-- Entries shown start --
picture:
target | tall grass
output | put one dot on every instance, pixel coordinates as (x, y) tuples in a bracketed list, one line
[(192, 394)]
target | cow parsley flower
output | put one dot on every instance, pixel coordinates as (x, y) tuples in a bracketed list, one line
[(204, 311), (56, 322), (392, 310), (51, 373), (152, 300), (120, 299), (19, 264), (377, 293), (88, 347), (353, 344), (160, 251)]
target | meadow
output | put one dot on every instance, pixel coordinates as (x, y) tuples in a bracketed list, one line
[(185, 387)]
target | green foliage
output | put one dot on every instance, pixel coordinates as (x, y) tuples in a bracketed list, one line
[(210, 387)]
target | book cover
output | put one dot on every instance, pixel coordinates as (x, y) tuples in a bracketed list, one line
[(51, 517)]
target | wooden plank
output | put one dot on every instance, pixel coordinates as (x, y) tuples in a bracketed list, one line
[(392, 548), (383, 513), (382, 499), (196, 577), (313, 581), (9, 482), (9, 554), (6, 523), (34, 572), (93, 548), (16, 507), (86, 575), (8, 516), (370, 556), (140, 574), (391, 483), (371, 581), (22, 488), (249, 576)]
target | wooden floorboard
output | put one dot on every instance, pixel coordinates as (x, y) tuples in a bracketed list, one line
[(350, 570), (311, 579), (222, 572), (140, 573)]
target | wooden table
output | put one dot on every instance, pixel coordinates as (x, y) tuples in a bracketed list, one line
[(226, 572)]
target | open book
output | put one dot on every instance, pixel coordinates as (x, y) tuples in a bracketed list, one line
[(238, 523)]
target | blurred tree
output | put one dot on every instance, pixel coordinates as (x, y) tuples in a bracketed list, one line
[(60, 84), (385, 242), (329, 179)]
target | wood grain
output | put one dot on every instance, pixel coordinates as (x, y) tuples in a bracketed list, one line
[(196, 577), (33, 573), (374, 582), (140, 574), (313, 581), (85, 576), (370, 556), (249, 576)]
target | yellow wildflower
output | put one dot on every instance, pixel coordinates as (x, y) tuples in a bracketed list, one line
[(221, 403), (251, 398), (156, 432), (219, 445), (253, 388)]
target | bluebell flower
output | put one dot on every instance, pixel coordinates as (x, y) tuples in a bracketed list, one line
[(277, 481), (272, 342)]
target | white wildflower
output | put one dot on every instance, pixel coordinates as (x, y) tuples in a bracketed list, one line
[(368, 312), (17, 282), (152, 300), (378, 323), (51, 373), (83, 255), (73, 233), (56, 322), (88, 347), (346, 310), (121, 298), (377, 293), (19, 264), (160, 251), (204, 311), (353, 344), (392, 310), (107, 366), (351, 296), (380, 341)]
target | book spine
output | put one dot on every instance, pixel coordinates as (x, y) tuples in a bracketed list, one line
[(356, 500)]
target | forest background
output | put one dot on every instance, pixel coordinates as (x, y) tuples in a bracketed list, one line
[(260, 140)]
-- Entries shown end --
> _Instructions for the task_
Reproduce the listing word for word, from the line with "target | cow parsley flower" to the line with "[(210, 387)]", including both of those lines.

> _Solution to the problem_
target | cow parsley flower
output | put one dot on every instance, pixel coordinates as (x, y) tuples in a bracketed list, one line
[(204, 311), (56, 322), (392, 310), (51, 373), (152, 300), (120, 299), (19, 264), (377, 293), (88, 347), (353, 344), (160, 251)]
target | meadow
output | put one dot on every instance, pixel coordinates as (x, y) tuples in a bracketed list, one line
[(185, 387)]
target | green foliage
output | put one dot on every instance, pixel coordinates as (x, y) tuples in a bracketed list, one line
[(210, 387)]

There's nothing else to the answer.